Work to complete
Copy the lines of the records below word for word, from the line containing "Point to the semi" up to and including the line containing "[(527, 342), (509, 309), (38, 51), (128, 103)]".

Data shown

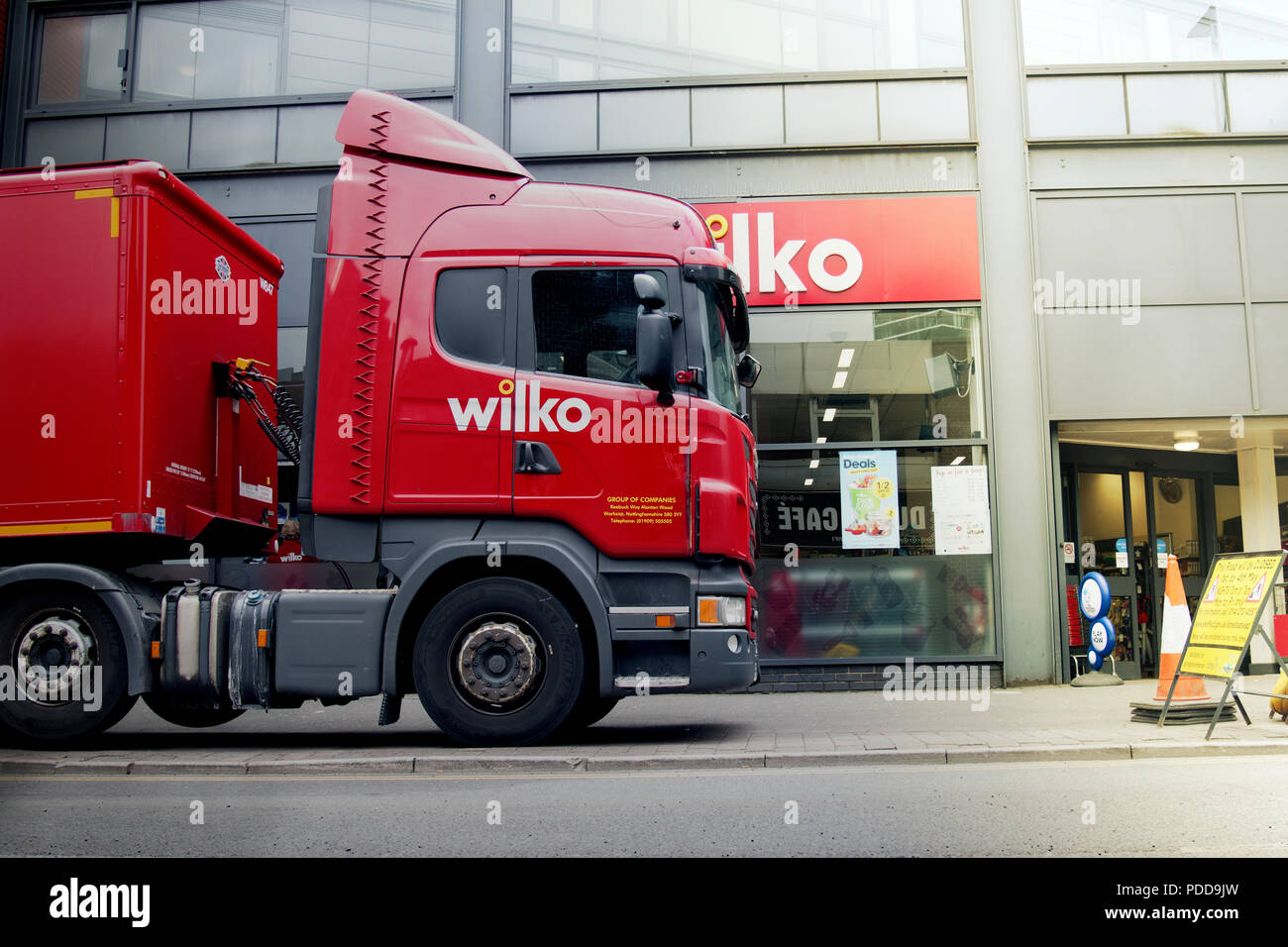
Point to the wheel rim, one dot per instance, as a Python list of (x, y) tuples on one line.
[(52, 651), (496, 664)]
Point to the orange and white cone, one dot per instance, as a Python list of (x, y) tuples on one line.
[(1176, 630)]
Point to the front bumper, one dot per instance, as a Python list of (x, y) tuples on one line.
[(715, 669)]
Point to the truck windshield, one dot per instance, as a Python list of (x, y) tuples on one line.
[(721, 363)]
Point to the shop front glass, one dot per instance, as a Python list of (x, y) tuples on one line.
[(912, 574)]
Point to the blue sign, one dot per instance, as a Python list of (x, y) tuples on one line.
[(1094, 595)]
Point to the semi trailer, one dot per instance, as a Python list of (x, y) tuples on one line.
[(522, 411)]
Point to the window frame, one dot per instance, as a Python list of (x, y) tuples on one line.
[(527, 342), (509, 309), (38, 51), (128, 103)]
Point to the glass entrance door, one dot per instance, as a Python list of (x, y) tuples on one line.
[(1107, 545), (1126, 523), (1176, 515)]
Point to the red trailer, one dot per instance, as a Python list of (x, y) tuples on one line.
[(121, 289)]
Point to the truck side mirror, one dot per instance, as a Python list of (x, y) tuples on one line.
[(649, 291), (653, 352)]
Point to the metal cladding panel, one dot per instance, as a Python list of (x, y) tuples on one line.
[(1183, 361), (355, 372)]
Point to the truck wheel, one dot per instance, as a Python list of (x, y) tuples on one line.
[(194, 718), (498, 663), (65, 667)]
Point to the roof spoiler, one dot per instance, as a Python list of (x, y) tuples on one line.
[(375, 121)]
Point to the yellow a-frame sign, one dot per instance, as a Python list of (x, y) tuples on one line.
[(1229, 615)]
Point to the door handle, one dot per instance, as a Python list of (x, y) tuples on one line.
[(533, 457)]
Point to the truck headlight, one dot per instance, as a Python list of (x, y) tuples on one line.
[(722, 609)]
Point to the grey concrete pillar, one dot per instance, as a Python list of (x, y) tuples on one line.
[(1025, 539), (482, 67)]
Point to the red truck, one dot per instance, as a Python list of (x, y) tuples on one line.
[(520, 407)]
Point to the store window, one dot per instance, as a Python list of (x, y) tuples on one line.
[(1068, 33), (81, 59), (837, 586), (603, 40), (864, 375)]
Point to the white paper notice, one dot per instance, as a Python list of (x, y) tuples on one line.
[(960, 500)]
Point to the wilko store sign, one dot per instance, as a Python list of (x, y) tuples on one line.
[(857, 250)]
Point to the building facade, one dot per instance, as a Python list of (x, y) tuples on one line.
[(1022, 257)]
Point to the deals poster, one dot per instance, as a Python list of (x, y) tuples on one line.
[(870, 500)]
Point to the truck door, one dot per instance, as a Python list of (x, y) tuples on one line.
[(454, 377), (592, 447)]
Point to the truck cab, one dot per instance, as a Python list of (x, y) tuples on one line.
[(516, 380), (522, 411)]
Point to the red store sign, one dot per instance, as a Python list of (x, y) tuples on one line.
[(855, 250)]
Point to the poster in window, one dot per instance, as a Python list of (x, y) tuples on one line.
[(870, 500), (960, 499)]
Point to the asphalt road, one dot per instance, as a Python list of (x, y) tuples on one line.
[(1190, 806)]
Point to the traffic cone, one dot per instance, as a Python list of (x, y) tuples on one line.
[(1176, 630)]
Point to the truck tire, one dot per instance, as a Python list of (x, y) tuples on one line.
[(58, 626), (498, 663), (194, 718)]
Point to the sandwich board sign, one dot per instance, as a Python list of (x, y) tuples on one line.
[(1237, 587)]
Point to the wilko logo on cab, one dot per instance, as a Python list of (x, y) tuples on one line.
[(854, 250)]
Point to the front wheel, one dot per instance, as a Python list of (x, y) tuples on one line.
[(65, 663), (498, 663)]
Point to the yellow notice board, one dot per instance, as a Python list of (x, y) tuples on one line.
[(1236, 590)]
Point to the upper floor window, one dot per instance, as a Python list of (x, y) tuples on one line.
[(601, 40), (81, 58), (1074, 33), (249, 48)]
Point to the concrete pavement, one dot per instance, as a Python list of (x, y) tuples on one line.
[(678, 732)]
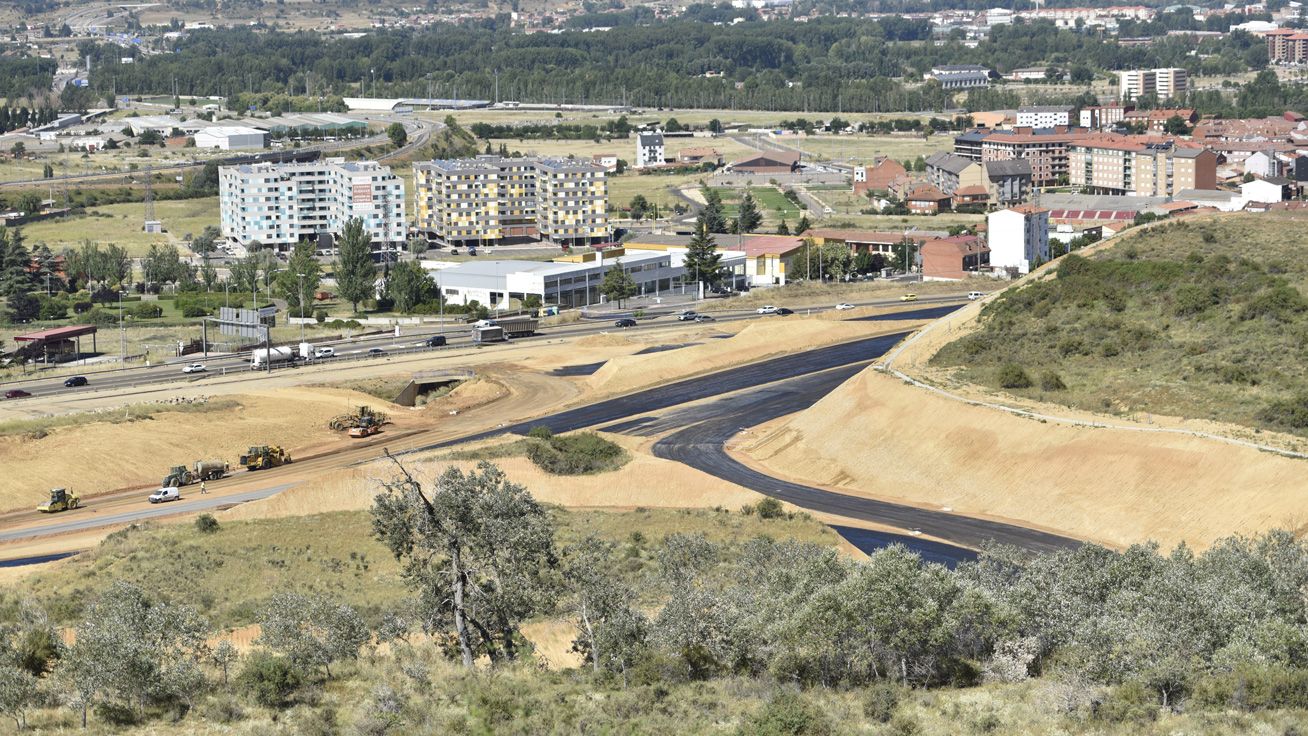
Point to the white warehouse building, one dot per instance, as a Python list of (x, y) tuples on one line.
[(230, 137), (568, 284)]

Expected answer
Point to the semi trailer, one dot per instance, as a Python list of (x, y) tuples on one line.
[(522, 411)]
Point to the window frame, one dot per instance, as a Python list of (x, y) tuples on one line.
[(527, 342), (509, 309), (38, 51), (128, 103)]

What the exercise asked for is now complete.